#### JOB:
Put every one of the items below into a numbered list, one line per number, and leave out any blank lines.

#### DATA EXCERPTS:
====
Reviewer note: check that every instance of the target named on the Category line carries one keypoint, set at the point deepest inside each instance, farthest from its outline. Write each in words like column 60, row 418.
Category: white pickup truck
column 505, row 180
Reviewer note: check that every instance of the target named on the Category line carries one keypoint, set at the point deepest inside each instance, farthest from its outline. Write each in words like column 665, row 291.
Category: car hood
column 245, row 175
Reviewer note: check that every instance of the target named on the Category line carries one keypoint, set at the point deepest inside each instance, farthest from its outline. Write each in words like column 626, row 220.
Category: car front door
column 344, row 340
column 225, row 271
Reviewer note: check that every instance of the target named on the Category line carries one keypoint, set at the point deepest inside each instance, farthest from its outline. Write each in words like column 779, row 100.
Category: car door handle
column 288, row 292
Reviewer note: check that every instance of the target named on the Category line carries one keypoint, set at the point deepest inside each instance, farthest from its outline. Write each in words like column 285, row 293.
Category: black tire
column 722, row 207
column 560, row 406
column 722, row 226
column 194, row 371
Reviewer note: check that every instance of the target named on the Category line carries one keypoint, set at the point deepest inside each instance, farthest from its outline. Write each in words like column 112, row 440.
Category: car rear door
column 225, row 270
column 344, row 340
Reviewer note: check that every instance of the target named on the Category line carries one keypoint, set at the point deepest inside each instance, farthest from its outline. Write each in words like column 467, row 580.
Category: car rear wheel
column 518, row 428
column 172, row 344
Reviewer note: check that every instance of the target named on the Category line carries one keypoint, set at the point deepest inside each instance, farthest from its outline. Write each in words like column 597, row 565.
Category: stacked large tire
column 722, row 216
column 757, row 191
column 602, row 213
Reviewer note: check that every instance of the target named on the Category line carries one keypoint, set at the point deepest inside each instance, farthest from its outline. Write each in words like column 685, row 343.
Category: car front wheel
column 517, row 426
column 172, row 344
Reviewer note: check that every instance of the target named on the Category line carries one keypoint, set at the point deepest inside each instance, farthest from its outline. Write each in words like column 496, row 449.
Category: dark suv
====
#### RESULT OF THIS TASK:
1. Reviewer note: check that every instance of the target named on the Category line carries one keypoint, set at the point deepest inside each instance, farthest from its outline. Write each in words like column 60, row 418.
2. Category: white pickup truck
3. column 505, row 180
4. Reviewer note: check that every instance of the target named on the Category line carries one keypoint, set at the point deepest inside each instance, farthest from its outline. Write each in words like column 665, row 291.
5. Category: car hood
6. column 245, row 175
7. Reviewer note: check that every instance of the target named on the Category line carries one keypoint, set at the point deepest inside each instance, farthest from its outline. Write each in words like column 626, row 220.
8. Category: car front door
9. column 344, row 340
10. column 225, row 271
11. Reviewer note: check that every instance of the target named on the Category line carries one keypoint, set at the point deepest inside each instance, farthest from its outline. Write each in words like column 779, row 100.
12. Category: car door handle
13. column 288, row 292
14. Reviewer note: check that every instance of the target named on the Category line carries one keypoint, set at the point deepest inside each instance, farthest from its outline. Write each in words like column 285, row 293.
15. Category: black tire
16. column 722, row 207
17. column 560, row 406
18. column 722, row 226
19. column 194, row 371
20. Reviewer note: check that every instance of the target named on the Category line carries one keypoint, set at the point deepest inside each instance, farthest from its outline. Write each in words like column 112, row 440.
21. Category: car rear door
22. column 225, row 270
23. column 344, row 340
24. Reviewer note: check that every instance of the target named on the Category line carries one keypoint, set at the point deepest inside each instance, farthest from its outline. Write each in words like column 467, row 580.
25. Category: car rear wheel
26. column 518, row 428
27. column 172, row 344
28. Reviewer note: check that every instance of the target named on the Category line carries one keypoint, set at the point deepest inside each instance, farthest from its outline. Write each in words like column 597, row 565.
29. Category: stacked large tire
30. column 722, row 216
31. column 757, row 191
32. column 602, row 213
33. Reviewer note: check that every instance of the target named on the Category line carries one keypoint, set at the point deepest inside each instance, farthest from its outline. Write each in words like column 685, row 343.
34. Category: car front wheel
35. column 517, row 426
36. column 172, row 344
37. Reviewer note: check that every instance of the target named on the Category line carries one keypoint, set at the point deepest inside each instance, farthest from its outline. Write each in words like column 496, row 449.
38. Category: dark suv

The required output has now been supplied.